> [To be done] Copy out every line from the one containing "Task: identify the metal" down to the one containing "Task: identify the steel", word for word, both of those lines included.

-- Records to use start --

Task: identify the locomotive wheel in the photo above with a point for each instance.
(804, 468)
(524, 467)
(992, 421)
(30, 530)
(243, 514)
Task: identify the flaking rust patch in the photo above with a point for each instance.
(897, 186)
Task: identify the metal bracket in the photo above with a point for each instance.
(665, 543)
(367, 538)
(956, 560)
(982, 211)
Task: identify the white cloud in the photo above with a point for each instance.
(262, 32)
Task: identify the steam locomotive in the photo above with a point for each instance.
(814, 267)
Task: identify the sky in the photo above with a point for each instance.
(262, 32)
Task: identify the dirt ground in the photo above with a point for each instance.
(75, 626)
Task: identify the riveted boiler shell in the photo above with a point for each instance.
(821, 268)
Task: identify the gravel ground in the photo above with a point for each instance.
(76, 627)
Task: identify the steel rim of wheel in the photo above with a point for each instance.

-- Records to use end --
-- Records to use start --

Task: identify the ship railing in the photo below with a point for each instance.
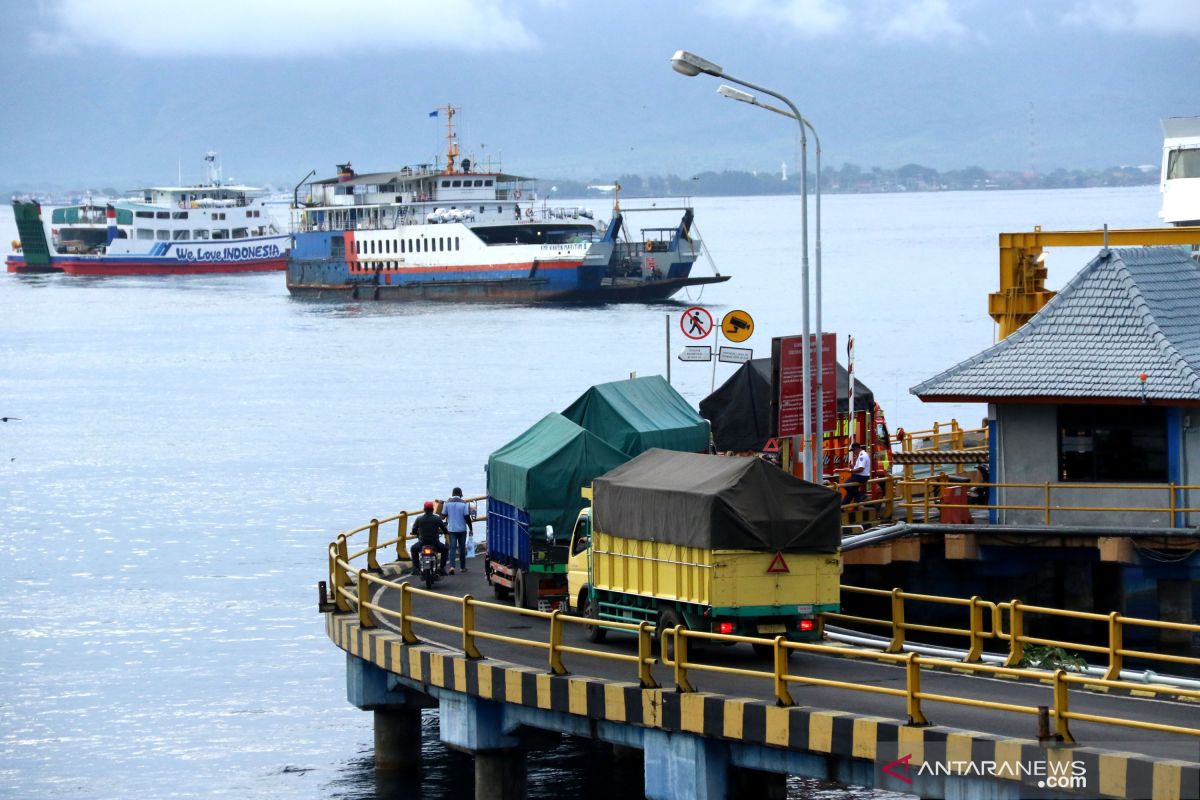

-- Records to use end --

> [Result of this task]
Task: identify the metal bracket in the photo above with a point for each instance.
(665, 543)
(367, 538)
(956, 560)
(982, 211)
Task: identify the white cloud in the photo above with a point for each instance.
(262, 32)
Task: identify the steam locomotive in the photo above with a point for each instance.
(814, 267)
Task: identify the sky in the photo above with a point for each instance.
(262, 32)
Task: identify the dirt ground in the photo above with a point for each instance.
(75, 626)
Task: identify the riveted boiler shell in the photo above with a point for each instance.
(821, 268)
Task: identify the gravel ground in the photo above with a point for each instance.
(76, 627)
Task: identify the steel rim of wheel in the photo above with a point for each instance.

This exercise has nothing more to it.